Task. Lines in the listing below that include the word "windshield" need to be copied.

Dataset content.

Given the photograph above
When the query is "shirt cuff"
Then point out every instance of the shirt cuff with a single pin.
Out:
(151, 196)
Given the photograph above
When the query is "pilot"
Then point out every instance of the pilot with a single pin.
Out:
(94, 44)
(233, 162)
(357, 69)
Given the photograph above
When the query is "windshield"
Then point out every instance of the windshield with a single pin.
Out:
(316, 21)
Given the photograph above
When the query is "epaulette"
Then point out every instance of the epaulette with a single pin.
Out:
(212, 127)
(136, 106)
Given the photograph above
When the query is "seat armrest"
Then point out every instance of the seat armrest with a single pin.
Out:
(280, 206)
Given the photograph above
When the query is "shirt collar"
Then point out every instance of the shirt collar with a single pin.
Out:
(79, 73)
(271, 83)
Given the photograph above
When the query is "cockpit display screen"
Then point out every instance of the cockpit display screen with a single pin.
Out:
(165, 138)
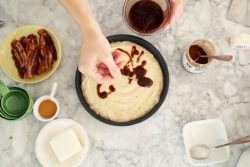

Reply to the exercise.
When the query is "windshield"
Then point out every instance of the windshield with a single pin.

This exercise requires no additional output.